(Referring expression data)
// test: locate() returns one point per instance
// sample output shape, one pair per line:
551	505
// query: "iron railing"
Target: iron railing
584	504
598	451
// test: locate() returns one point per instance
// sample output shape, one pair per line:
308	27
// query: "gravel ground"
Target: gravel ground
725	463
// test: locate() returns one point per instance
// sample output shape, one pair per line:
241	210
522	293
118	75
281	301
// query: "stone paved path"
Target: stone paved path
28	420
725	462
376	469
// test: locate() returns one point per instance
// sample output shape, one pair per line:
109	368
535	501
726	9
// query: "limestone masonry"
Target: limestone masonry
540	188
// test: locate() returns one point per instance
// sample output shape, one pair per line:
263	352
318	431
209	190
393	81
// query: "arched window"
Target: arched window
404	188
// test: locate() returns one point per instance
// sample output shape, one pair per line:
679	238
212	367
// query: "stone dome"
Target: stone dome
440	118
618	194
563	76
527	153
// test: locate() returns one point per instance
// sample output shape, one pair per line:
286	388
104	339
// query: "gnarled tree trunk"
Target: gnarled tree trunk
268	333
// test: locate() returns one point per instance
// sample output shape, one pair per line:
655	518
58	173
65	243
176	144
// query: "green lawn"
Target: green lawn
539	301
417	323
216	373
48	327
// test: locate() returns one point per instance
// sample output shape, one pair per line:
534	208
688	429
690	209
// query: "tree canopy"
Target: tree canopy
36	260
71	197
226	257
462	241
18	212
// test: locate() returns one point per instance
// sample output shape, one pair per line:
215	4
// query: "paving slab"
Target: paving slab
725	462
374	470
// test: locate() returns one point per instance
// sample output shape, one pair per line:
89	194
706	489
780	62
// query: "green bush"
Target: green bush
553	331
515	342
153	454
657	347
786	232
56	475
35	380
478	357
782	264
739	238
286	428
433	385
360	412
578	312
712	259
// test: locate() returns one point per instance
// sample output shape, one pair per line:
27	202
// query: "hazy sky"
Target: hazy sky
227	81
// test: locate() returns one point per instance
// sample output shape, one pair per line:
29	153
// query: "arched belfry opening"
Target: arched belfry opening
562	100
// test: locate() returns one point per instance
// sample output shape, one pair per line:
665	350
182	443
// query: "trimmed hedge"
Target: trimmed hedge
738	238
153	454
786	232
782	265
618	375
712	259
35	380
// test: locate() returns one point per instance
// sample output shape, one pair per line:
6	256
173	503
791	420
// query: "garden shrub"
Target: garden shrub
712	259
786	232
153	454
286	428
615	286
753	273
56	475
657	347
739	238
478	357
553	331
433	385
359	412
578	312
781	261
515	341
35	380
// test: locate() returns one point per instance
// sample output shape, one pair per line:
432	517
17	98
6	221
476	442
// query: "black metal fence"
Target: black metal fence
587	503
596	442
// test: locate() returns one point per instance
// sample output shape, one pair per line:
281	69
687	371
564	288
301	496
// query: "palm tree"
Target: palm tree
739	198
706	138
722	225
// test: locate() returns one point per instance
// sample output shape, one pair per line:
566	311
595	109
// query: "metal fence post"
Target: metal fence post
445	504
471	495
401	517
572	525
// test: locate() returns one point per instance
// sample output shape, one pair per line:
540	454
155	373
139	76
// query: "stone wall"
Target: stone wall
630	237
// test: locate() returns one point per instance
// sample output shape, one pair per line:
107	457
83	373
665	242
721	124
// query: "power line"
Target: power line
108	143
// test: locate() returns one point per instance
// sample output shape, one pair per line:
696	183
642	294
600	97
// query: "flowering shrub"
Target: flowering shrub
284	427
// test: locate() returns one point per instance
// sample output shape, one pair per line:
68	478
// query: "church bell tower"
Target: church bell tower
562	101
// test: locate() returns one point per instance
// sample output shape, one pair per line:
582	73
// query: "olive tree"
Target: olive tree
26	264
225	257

### Work item
A word-for-word copy of the data above is the goal, so set it all down again.

### Output for this exercise
// test: locate() returns one point per instance
// sample output shape, one pair per line:
551	505
// query: "iron railing"
Target: iron railing
584	504
598	451
// test: locate() returns one point per instance
// sample output shape, one pair per line:
308	27
// query: "gravel ground"
Target: gravel ground
725	463
// test: locate() returns one point per instance
// sample output shape, one pair per line:
241	210
522	293
118	75
281	301
// query: "stone paved path"
Target: stone paved path
28	420
725	462
376	469
// test: locate() returns one point per instance
// sample output shape, one pair per line:
109	368
535	501
726	9
// query: "limestone masonry"
Target: limestone masonry
540	188
// test: locate() returns one point per instance
// sample output shape, one pair per line:
263	352
318	431
209	190
393	81
// query: "arched window"
Target: arched window
404	188
// test: locate() returns one point per instance
// sample output shape, one pair per line:
679	238
212	367
// query: "stone dome"
Target: stone dome
440	118
618	194
563	76
527	153
// test: locate() returns one point per instance
// sample output shape, one pair per line:
286	388
104	339
// query: "gnarled tree trunk"
Target: gnarled tree trunk
268	333
// test: locate() returns one point per instance
// sample output shape, one pair per line:
655	518
58	173
65	243
176	144
// query: "green lawn"
Target: green lawn
539	301
417	323
216	373
48	327
// test: locate() returns one point per instance
// sample output shape, one pair per line:
534	208
688	429
690	209
// query: "tree canopy"
Target: tree canopy
36	260
71	197
226	257
462	241
18	212
// test: locate() returns one point per instance
// sample output shape, one pair per line:
215	4
// query: "paving slab"
Target: paving slab
725	462
374	470
// test: locate() returns one point per instance
// sample output shape, one pair per line:
89	194
706	489
780	62
// query: "green bush"
Target: green bush
553	331
515	342
153	454
657	347
786	232
56	475
35	380
478	357
782	264
739	238
286	428
433	385
360	412
578	312
712	259
// test: locate() returns one point per instance
// sample output shape, one pair per line:
27	202
// query: "hazy sky"
Target: hazy sky
227	81
// test: locate() returns one point per instance
// sample output shape, one pair per line:
29	153
// query: "arched belfry opening"
Target: arched belfry opening
562	100
// test: locate() returns one point per instance
// sample output shape, one pair per line:
665	350
182	443
// query: "trimmed hedge"
Target: trimmed hedge
738	238
153	454
786	232
782	265
618	375
712	259
35	380
// test: locate() returns one point per instance
// sample output shape, one pair per line:
6	256
173	503
791	420
// query: "garden shrub"
Target: garden shrub
712	259
786	232
153	454
286	428
615	286
753	273
56	475
657	347
739	238
478	357
553	331
433	385
359	412
578	312
781	261
515	341
35	380
// test: locate() returns one point per instance
// sample output shape, one pair per line:
432	517
17	98
6	221
476	442
// query: "black metal fence"
Target: black metal fence
587	503
596	442
// test: locate() returns one point per instance
// sample output shape, one pair per line:
281	69
687	371
564	288
301	496
// query: "palm tree"
Target: palm tree
739	198
706	138
722	225
// test: locate() returns one point per instance
// sample output shape, one pair per line:
566	311
595	109
// query: "metal fence post"
Target: metal fence post
445	504
471	495
401	517
572	525
// test: locate() returns one point per instance
// sample output shape, one pair per line:
540	454
155	373
139	76
// query: "stone wall"
Target: stone wall
630	237
// test: locate() returns one point per instance
// sample output shape, one pair per line:
107	457
83	373
665	242
721	124
// query: "power line"
Target: power line
108	143
// test: locate() returns one point per instance
// sample output shape, one pair per line:
696	183
642	294
600	97
// query: "flowering shrub"
Target: flowering shrub
284	427
// test: locate() returns one point per instance
// sample output shape, one pair per line:
68	478
// query: "church bell tower"
Target: church bell tower
562	101
// test: locate() returns one point per instance
// sample output shape, one pair per line:
582	73
// query: "olive tree"
Target: olive tree
26	264
225	257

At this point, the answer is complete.